Records of labeled points

+++

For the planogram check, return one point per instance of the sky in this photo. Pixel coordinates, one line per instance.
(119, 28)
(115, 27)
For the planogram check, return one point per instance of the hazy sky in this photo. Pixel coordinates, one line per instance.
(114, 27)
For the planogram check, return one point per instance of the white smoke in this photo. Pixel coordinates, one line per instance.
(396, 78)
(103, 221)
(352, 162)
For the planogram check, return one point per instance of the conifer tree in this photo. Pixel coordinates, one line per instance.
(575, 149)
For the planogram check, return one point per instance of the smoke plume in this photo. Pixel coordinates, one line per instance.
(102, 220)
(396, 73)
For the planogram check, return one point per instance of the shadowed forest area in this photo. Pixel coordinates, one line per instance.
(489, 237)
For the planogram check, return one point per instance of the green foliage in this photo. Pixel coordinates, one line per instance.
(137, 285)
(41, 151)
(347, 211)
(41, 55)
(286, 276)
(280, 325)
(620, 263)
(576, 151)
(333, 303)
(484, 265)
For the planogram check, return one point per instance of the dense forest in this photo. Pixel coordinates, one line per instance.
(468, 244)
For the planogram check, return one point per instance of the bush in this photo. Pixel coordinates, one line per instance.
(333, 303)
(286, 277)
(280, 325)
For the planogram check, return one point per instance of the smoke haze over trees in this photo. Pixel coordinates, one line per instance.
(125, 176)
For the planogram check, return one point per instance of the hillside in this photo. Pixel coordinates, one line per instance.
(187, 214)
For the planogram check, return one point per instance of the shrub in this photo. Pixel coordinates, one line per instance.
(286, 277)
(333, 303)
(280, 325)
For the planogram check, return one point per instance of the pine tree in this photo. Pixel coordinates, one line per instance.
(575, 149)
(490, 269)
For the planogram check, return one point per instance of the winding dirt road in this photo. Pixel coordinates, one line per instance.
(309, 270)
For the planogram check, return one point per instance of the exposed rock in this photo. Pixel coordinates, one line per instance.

+++

What the task requires:
Swap "dirt road" for "gravel road" in the lines running from the one that contains "of the winding" through the last line, inclusive. Write out only those lines, leaving everything else as it is.

Output below:
For the planogram check, return one point per instance of the winding gravel road in this photo. Pixel coordinates, one line per instance.
(309, 270)
For the planogram check, return one point per instance of the exposed rock in this photo. Pixel coordinates, one line per instance.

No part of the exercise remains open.